### Problem to work on:
Below are records. Find each line in them that holds the word "buddha" and copy it.

◇ ◇ ◇

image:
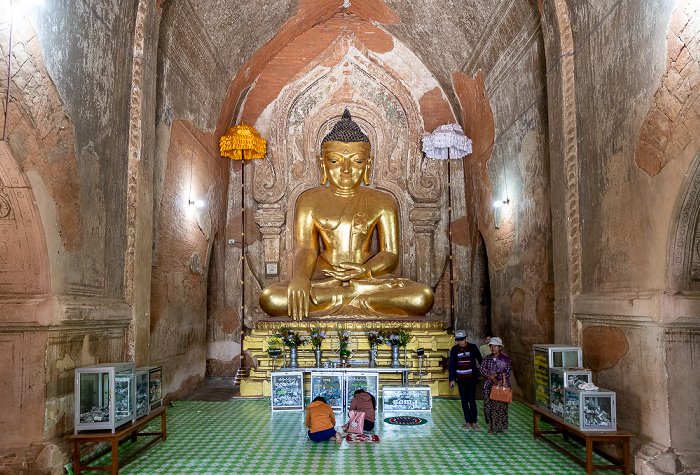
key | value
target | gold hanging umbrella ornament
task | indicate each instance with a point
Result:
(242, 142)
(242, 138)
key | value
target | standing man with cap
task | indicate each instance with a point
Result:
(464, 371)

◇ ◇ ◇

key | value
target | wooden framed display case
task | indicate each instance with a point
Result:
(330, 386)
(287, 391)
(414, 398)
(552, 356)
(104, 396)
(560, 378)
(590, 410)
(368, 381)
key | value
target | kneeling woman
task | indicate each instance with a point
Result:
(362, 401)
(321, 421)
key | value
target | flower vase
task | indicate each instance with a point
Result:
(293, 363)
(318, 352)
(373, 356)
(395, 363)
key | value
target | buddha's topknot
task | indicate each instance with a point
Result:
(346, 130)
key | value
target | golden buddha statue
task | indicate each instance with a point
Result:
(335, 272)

◇ ◇ ◇

### Completed exercise:
target | buddha's topknot
target | golden buddha statue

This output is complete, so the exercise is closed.